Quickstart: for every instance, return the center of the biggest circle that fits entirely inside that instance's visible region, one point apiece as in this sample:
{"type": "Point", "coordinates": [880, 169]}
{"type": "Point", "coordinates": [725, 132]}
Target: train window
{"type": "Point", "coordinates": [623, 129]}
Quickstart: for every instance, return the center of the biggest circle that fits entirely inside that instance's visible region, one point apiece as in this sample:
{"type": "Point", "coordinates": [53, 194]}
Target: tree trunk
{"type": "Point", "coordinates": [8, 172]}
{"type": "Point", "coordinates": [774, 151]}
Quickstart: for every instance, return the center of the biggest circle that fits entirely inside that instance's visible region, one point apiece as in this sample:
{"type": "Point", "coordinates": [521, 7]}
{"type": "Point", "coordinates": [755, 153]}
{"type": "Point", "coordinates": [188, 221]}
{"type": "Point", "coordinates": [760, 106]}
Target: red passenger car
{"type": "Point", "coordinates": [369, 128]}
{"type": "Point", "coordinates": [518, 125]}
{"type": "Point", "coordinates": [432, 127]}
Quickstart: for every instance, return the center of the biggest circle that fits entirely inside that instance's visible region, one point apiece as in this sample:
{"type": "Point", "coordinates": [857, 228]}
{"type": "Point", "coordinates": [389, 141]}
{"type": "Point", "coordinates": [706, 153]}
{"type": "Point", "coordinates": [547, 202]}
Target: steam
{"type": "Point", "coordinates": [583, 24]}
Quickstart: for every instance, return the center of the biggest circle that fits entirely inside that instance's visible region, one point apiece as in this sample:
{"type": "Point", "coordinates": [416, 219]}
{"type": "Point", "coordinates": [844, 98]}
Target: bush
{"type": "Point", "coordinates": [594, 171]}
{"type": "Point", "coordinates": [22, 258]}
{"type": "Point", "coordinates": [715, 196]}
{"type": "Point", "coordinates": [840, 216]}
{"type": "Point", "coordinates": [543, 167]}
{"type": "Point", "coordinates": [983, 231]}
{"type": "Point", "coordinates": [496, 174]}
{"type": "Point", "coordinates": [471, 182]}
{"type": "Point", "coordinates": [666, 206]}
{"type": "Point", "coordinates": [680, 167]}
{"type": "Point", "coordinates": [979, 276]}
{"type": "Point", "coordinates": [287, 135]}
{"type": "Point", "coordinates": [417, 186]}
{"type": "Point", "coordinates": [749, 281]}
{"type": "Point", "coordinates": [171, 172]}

━━━━━━━━━━

▶ [Exercise]: Please repeat all the records above exactly as they appear.

▶ [Task result]:
Quickstart: for every instance, return the center of the biggest circle that fits entirely inside that instance's visible region, one point apiece as in this sample:
{"type": "Point", "coordinates": [880, 169]}
{"type": "Point", "coordinates": [725, 132]}
Target: train window
{"type": "Point", "coordinates": [623, 129]}
Quickstart: for every instance, return the center of the biggest circle that fits entirely inside that instance's visible region, one point apiece as in this sample:
{"type": "Point", "coordinates": [53, 194]}
Target: tree trunk
{"type": "Point", "coordinates": [8, 172]}
{"type": "Point", "coordinates": [774, 151]}
Quickstart: for every instance, return the center of the biggest circle that fits entirely inside that instance's visible region, one point apiece as in this sample:
{"type": "Point", "coordinates": [521, 7]}
{"type": "Point", "coordinates": [755, 153]}
{"type": "Point", "coordinates": [188, 221]}
{"type": "Point", "coordinates": [760, 106]}
Target: red passenger car
{"type": "Point", "coordinates": [369, 128]}
{"type": "Point", "coordinates": [518, 125]}
{"type": "Point", "coordinates": [432, 127]}
Quickstart: for every instance, return the center of the biggest circle that fits entirely inside that instance's visible region, one point apiece as in this sample:
{"type": "Point", "coordinates": [857, 228]}
{"type": "Point", "coordinates": [389, 141]}
{"type": "Point", "coordinates": [706, 153]}
{"type": "Point", "coordinates": [547, 202]}
Target: steam
{"type": "Point", "coordinates": [583, 24]}
Quickstart: for every instance, return the center of the biggest circle that fits entirely inside that instance's visible region, one point apiece as in this sample:
{"type": "Point", "coordinates": [416, 219]}
{"type": "Point", "coordinates": [844, 98]}
Target: bush
{"type": "Point", "coordinates": [594, 171]}
{"type": "Point", "coordinates": [22, 258]}
{"type": "Point", "coordinates": [715, 196]}
{"type": "Point", "coordinates": [840, 216]}
{"type": "Point", "coordinates": [543, 167]}
{"type": "Point", "coordinates": [983, 231]}
{"type": "Point", "coordinates": [496, 174]}
{"type": "Point", "coordinates": [471, 182]}
{"type": "Point", "coordinates": [666, 206]}
{"type": "Point", "coordinates": [680, 167]}
{"type": "Point", "coordinates": [979, 276]}
{"type": "Point", "coordinates": [287, 135]}
{"type": "Point", "coordinates": [417, 186]}
{"type": "Point", "coordinates": [749, 281]}
{"type": "Point", "coordinates": [171, 172]}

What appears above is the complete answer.